* Problem statement:
Print the complete post about a very bright child and her schooling, word for word.

* Document extract:
When Your Child Is A Smartypants

The Princess is a very smart child. I know, every mom thinks her kid is the smartest, prettiest, bestest, superlativiest kid (And all of you mothers are RIGHT), but factually speaking, The Princess is pretty bright.

And I can’t even say that it’s much that I had much to do with – I mean, I wasn’t a flashcard flipping mom and I didn’t play Mozart to my pregnant belly. She just is THAT SMART.

This morning, Hubby and I sat down for parent-teacher conferences – the typically fifteen minute conference stretched to thirty as we discussed our kiddo and our concerns. The biggest concern has been that school will be too easy for her. This comes from life experience: I FLEW through school – right up until I meandered into college thinking I would take the world by storm and life came to a screeching halt. The grades I had once snagged with ease did not come so easily. In fact, I struggled. A lot. There were tears. A lot of them. And OH THE FRUSTRATION.

I don’t want that to happen to her.

Well, wait. I do.

I want her to be frustrated.

I want her to be frustrated in little bits and pieces along the way. I want her to hit a road block and I want her to figure out how to solve the problem. I want her to have to ask the teacher for help. I want her to have to spend a few extra minutes checking and double checking herself. Not all the time, mind you. Just occasionally.

* Extracted material:
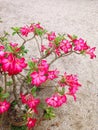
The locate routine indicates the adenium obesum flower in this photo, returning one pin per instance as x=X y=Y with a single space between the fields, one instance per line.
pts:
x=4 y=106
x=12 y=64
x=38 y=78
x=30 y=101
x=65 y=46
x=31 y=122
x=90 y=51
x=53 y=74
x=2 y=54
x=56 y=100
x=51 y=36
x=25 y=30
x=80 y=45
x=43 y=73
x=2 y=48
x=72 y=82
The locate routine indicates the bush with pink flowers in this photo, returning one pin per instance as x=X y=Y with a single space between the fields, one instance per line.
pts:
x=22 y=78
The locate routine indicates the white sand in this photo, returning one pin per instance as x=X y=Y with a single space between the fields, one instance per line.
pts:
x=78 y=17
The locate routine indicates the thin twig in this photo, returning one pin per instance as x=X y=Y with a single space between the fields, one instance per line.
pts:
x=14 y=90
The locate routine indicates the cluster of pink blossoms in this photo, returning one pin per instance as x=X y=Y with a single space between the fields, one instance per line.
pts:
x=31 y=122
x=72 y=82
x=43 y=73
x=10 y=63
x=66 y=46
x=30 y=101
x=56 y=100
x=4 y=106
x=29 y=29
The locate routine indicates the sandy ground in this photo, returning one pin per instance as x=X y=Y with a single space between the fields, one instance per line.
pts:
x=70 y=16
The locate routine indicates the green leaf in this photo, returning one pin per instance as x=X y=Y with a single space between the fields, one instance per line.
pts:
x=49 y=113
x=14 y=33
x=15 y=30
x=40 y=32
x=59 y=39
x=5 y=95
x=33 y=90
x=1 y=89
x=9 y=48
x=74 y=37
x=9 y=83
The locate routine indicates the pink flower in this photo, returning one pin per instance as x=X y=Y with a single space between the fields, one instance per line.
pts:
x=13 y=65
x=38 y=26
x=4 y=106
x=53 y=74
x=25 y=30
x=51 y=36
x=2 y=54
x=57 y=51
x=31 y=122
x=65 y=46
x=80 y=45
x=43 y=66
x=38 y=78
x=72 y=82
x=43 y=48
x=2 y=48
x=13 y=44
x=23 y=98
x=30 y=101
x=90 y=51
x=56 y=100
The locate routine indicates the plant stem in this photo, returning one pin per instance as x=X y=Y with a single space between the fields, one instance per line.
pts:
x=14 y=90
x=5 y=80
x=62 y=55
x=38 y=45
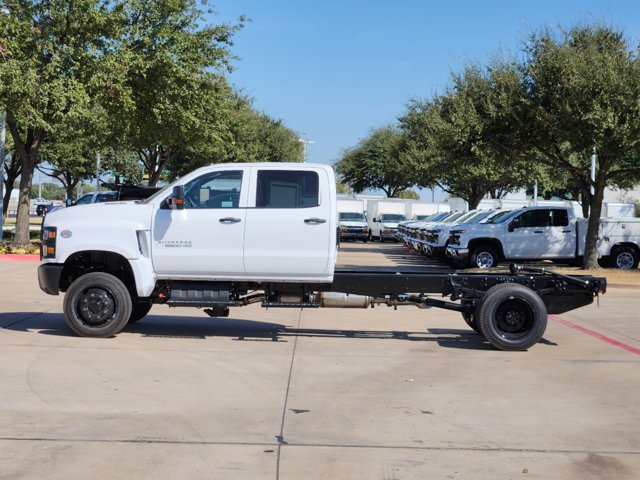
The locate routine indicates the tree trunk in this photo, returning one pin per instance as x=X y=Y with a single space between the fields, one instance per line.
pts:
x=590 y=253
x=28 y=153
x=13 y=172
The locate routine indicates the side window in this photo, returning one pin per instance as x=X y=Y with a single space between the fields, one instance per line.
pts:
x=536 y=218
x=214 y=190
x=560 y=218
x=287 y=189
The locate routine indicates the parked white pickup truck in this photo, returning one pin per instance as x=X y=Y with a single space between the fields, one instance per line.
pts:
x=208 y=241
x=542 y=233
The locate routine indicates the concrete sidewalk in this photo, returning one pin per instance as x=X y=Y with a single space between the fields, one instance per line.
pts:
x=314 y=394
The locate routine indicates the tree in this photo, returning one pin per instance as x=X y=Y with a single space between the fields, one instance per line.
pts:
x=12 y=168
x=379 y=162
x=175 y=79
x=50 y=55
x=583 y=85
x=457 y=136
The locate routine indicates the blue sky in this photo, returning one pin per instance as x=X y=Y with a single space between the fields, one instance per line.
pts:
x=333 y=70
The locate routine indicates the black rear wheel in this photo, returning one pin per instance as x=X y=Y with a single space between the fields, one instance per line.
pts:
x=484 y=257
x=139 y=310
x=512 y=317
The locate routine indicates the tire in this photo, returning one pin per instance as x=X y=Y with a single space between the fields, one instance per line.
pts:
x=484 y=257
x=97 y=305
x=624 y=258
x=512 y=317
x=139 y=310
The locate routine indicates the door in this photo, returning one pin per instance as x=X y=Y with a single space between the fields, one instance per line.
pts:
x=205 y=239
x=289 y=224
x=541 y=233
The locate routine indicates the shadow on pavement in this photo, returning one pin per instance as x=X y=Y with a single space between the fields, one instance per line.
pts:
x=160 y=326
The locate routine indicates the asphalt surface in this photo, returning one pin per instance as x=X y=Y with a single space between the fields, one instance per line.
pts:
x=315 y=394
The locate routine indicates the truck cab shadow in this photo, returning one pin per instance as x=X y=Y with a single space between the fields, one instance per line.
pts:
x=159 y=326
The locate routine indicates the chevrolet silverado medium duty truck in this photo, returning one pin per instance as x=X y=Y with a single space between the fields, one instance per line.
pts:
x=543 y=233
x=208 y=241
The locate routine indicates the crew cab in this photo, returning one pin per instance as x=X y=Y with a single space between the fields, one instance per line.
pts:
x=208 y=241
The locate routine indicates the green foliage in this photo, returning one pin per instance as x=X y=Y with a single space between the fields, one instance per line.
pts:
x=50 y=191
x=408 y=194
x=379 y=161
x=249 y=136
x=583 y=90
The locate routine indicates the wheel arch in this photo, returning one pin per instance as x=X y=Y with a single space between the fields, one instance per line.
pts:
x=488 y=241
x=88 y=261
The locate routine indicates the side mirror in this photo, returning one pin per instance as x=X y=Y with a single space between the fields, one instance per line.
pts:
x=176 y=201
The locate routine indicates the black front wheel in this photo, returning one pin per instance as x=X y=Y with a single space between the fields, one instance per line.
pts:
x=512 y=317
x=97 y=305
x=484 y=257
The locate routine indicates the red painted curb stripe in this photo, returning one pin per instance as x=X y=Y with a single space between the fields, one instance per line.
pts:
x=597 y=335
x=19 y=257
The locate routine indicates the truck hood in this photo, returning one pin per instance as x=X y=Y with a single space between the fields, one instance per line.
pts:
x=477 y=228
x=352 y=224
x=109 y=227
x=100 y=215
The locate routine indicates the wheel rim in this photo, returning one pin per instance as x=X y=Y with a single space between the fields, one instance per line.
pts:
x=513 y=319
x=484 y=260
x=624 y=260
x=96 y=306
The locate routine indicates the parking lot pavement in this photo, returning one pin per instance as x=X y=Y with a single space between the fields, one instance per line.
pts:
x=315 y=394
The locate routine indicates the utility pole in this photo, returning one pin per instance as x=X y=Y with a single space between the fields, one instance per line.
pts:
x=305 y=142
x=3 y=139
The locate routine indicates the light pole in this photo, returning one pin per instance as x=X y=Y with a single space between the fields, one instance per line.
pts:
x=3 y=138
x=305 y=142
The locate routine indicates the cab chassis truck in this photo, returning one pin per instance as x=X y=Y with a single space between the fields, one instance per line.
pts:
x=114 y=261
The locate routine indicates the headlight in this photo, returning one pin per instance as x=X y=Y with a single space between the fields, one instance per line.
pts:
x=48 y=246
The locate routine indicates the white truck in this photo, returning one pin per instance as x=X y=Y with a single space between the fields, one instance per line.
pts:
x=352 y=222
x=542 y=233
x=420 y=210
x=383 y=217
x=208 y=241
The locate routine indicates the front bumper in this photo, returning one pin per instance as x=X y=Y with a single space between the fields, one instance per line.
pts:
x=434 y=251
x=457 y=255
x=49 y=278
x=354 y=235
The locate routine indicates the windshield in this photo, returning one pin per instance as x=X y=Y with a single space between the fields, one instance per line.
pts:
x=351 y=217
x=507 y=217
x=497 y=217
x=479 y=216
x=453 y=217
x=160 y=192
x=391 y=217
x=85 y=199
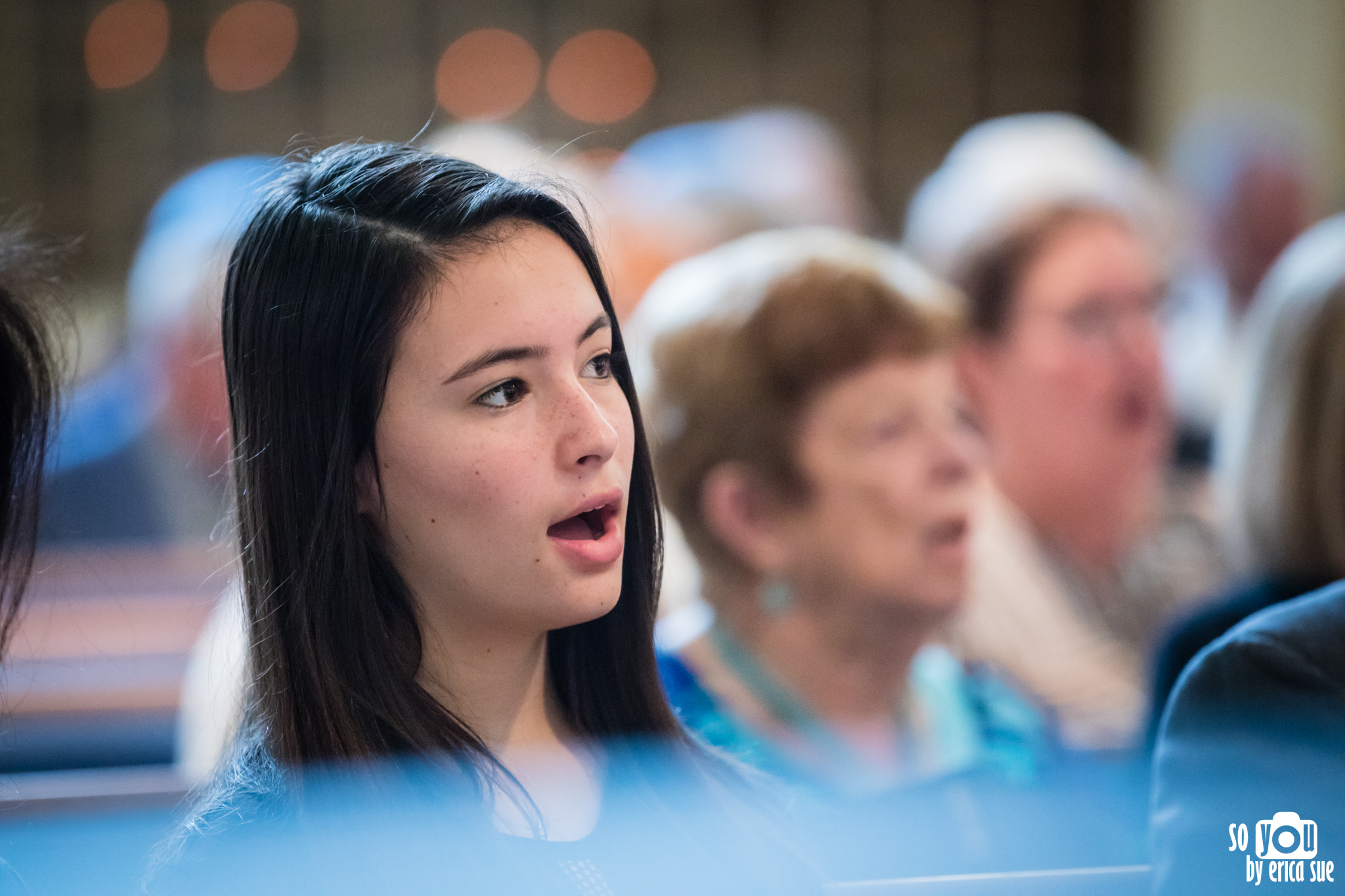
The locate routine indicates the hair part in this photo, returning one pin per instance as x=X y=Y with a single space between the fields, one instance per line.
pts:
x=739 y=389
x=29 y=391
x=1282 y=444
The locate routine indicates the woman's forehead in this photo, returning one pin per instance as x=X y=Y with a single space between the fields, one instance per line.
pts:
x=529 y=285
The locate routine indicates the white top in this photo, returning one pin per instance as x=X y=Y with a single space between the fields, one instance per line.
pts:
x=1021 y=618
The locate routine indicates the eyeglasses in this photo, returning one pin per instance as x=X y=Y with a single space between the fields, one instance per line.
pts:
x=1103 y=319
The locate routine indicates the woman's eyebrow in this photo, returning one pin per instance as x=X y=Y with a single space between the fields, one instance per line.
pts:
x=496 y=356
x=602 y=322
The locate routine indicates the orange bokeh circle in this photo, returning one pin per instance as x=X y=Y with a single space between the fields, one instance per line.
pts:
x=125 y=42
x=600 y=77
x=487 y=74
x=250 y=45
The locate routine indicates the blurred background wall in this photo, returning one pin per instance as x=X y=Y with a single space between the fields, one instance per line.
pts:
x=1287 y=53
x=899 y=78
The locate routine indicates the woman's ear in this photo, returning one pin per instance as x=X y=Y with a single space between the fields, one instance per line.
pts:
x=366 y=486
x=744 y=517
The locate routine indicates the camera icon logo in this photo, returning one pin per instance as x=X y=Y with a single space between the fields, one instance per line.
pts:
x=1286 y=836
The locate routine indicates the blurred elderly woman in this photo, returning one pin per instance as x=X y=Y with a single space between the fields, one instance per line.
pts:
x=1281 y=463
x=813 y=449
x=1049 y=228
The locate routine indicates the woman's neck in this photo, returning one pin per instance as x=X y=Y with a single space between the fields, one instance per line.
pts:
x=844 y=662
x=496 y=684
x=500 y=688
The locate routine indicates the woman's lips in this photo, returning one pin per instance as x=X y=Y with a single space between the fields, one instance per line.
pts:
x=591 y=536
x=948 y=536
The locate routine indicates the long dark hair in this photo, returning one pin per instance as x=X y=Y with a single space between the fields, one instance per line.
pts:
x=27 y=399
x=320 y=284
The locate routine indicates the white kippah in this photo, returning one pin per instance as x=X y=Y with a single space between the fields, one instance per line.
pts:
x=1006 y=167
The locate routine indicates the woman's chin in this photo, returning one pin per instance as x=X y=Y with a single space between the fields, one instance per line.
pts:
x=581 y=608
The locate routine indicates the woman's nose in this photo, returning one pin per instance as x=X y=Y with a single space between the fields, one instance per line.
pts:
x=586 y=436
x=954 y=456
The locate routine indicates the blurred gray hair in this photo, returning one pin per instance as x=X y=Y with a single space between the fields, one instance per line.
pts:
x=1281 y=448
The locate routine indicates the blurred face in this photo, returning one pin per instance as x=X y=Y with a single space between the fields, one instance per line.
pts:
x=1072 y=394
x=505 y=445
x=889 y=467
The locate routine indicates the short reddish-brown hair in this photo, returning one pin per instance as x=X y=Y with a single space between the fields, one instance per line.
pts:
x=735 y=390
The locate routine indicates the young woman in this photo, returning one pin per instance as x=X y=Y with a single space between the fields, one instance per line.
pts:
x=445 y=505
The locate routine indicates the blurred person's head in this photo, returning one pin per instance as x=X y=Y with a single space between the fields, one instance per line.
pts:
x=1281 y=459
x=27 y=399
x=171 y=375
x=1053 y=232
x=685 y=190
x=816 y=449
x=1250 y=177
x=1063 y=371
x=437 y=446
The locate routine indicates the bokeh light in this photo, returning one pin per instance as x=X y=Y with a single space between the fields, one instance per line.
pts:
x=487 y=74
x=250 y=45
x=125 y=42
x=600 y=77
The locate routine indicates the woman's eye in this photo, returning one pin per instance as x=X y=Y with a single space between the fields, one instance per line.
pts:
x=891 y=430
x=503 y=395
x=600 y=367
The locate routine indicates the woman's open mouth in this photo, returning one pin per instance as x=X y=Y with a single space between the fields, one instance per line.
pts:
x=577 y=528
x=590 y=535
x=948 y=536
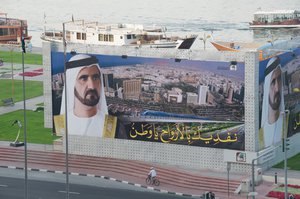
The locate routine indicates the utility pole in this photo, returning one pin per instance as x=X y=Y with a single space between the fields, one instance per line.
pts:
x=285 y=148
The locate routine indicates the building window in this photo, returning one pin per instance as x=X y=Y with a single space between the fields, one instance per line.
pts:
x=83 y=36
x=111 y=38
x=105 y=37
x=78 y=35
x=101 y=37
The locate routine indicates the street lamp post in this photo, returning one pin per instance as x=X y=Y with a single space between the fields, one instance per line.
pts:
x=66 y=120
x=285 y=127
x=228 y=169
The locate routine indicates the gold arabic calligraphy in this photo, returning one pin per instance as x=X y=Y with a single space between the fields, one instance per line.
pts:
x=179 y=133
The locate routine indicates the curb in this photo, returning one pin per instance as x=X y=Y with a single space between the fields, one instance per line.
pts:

* Task result:
When Your Child Is A Smartypants

The Princess is a very smart child. I know, every mom thinks her kid is the smartest, prettiest, bestest, superlativiest kid (And all of you mothers are RIGHT), but factually speaking, The Princess is pretty bright.

And I can’t even say that it’s much that I had much to do with – I mean, I wasn’t a flashcard flipping mom and I didn’t play Mozart to my pregnant belly. She just is THAT SMART.

This morning, Hubby and I sat down for parent-teacher conferences – the typically fifteen minute conference stretched to thirty as we discussed our kiddo and our concerns. The biggest concern has been that school will be too easy for her. This comes from life experience: I FLEW through school – right up until I meandered into college thinking I would take the world by storm and life came to a screeching halt. The grades I had once snagged with ease did not come so easily. In fact, I struggled. A lot. There were tears. A lot of them. And OH THE FRUSTRATION.

I don’t want that to happen to her.

Well, wait. I do.

I want her to be frustrated.

I want her to be frustrated in little bits and pieces along the way. I want her to hit a road block and I want her to figure out how to solve the problem. I want her to have to ask the teacher for help. I want her to have to spend a few extra minutes checking and double checking herself. Not all the time, mind you. Just occasionally.